- **Exercise text**:
* * * * * * *

CMBS Shop vs Conduit
Can somebody explain to me how CMBS shops, conduit shops, and balance sheet lending differ as far as the work that is actually done. It seems to me that it should largely be similar analysis as far as analyzing the deal. Thanks!
CMBS and conduit lending are the same thing, originating loans for securitization. Balance sheet lenders are typically life insurance companies and pension funds. Underwriting process is basically the same, main differences are in deal quality, leverage and loan structure (IO/amortizing, term, guarantees). Balance sheet deals are typically better quality assets in primary/strong secondary markets and have lower leverage (typically less than 65%). CMBS deals are often secondary/tertiary market retail, self-storage, limited service hospitality, etc. with higher leverage, sometimes with cash out, more IO, etc. The exception is very large single-asset or single-borrower transactions that can be very low-leverage with trophy assets. Commercial real estate underwriting analysis is basically the same across all loan types -- you're still diving into borrower/sponsor/guarantor details, market data, property level financials, rent roll, comp set, etc. to verify the deal makes sense.
From the groups within banks that I've looked into, it seems like a lot of the CMBS/conduit lending groups are under Corporate and Investment Banking whereas their balance sheet lending is under commercial banking.
Does this sound like an accurate picture of how they are typically organized?
Within CMBS groups, do the same people who make the loan also package it into the CMBS?

* * * * * * *

[Text-to-region grounding data]

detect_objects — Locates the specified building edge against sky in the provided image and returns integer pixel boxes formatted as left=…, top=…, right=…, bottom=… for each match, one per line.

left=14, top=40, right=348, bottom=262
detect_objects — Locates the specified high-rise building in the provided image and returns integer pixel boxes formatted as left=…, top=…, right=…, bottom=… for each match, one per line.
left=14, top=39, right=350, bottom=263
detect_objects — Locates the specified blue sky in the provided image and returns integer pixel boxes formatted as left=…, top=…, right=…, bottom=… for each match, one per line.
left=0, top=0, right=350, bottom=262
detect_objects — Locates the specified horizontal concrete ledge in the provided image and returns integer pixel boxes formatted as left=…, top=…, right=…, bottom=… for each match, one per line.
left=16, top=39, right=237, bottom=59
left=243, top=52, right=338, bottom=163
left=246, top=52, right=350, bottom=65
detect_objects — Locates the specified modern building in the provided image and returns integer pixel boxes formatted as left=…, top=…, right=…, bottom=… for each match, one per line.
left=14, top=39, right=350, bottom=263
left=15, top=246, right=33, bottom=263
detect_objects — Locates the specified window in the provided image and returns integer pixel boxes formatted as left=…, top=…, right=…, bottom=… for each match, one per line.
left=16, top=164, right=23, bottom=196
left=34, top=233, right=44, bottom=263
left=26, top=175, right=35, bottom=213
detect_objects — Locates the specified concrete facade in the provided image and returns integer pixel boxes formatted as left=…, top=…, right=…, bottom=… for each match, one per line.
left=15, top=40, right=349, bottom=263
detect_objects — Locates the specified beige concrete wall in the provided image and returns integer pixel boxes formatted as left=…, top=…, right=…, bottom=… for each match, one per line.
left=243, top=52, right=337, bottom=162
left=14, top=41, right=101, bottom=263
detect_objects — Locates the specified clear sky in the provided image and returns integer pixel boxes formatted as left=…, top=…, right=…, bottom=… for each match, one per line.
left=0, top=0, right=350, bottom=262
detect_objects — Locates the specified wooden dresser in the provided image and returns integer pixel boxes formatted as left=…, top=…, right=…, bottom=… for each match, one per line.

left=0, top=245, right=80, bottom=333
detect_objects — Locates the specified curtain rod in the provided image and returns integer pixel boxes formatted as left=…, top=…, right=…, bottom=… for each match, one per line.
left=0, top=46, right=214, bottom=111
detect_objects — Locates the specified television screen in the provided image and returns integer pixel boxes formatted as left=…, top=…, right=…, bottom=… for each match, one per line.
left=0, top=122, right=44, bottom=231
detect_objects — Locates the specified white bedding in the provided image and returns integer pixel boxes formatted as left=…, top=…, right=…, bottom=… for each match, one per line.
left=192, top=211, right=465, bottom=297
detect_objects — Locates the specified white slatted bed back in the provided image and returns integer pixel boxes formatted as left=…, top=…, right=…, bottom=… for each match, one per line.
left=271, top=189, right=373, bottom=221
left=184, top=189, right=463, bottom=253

* * * * * * *

- **Problem to work on**: In the CMBS lending discussion, write out the passage that begins with "From the groups" and ends after "are typically organized?".

- **Task result**:
From the groups within banks that I've looked into, it seems like a lot of the CMBS/conduit lending groups are under Corporate and Investment Banking whereas their balance sheet lending is under commercial banking.
Does this sound like an accurate picture of how they are typically organized?